** To-do list **
a: Read the passage about driving a child to an activity, and say whether each statement agrees with it. Answer yes or no for each, and quote the deciding words exactly. (i) The child who asks to be signed up is 12 years old. (ii) The activity she wants to join takes place every day. (iii) When the conversation takes place, the family has already eaten dinner.
b: Reproduce the passage about driving a child to an activity from "Every time we" up to and including "they are today.".

** Selected passage **
Recently my 12-year old asked me to sign her up for a weekly activity requiring a half hour car drive each way. I try the quick and easy rebuffs: she was plenty busy already, driving back and forth was expensive, the activity was expensive, when would she do her homework?

With more than a bit of adolescent attitude, she concludes, “You just don’t want to take the time to drive me.” I look at the clock. It’s past 7:00 PM, we haven’t eaten dinner and no one has finished their homework. There is never a perfect moment to get into the real nitty gritty of why and wherefore. Still, every now and again you have to try to give your kids an honest answer to their questions.

Yes, I tell her, (and her sister too, who has wandered into the kitchen) you’re partly right. It is true that I don’t cherish adding to the time I spend carting you around after school. But there is another reason I hesitate to drive more.

Every time we get in the car we contribute to climate change. By the end of this century–that is, you may still be around–conditions for life on earth are expected to be drastically different from what they are today.

** Dataset excerpt **
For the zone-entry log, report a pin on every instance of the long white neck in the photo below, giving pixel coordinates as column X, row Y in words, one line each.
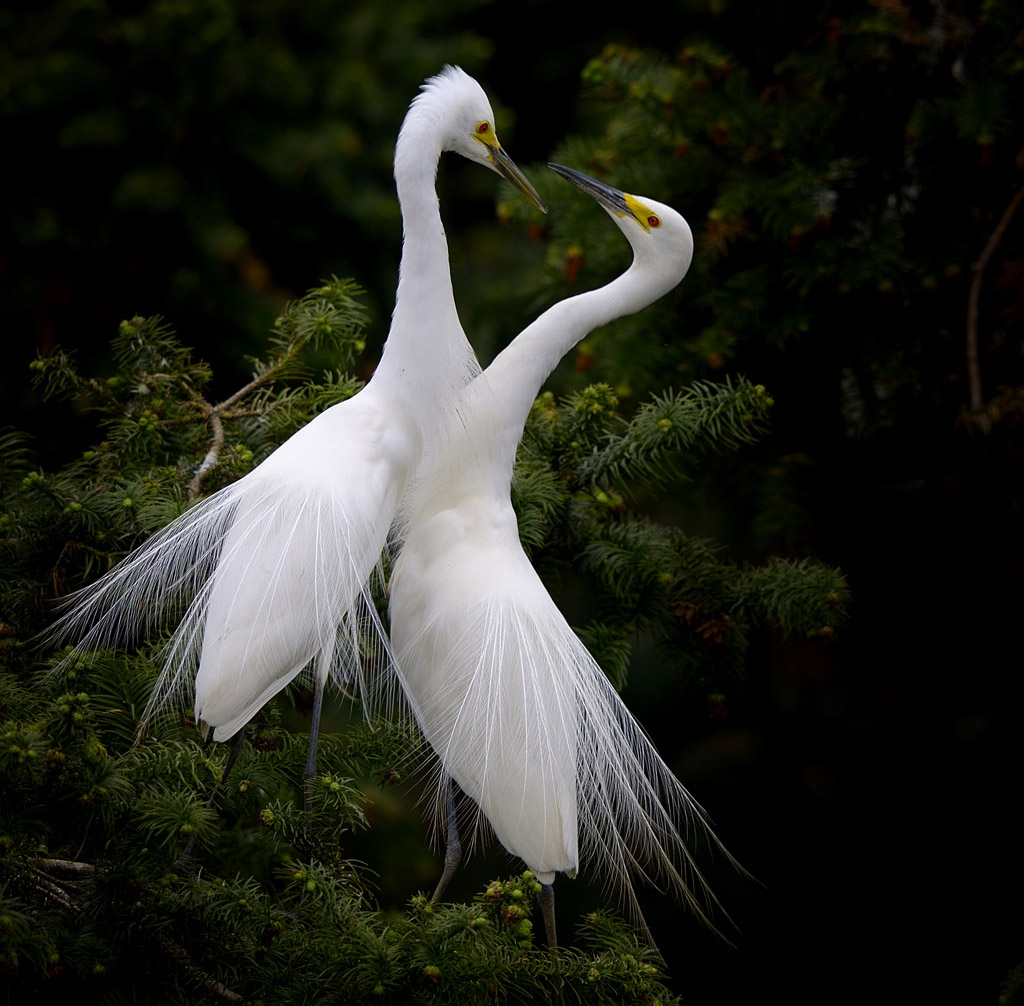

** Answers for the exercise **
a:
(i) Yes: "my 12-year old asked me to sign her up"
(ii) No: "a weekly activity requiring a half hour car drive each way"
(iii) No: "we haven’t eaten dinner"

b:
Every time we get in the car we contribute to climate change. By the end of this century–that is, you may still be around–conditions for life on earth are expected to be drastically different from what they are today.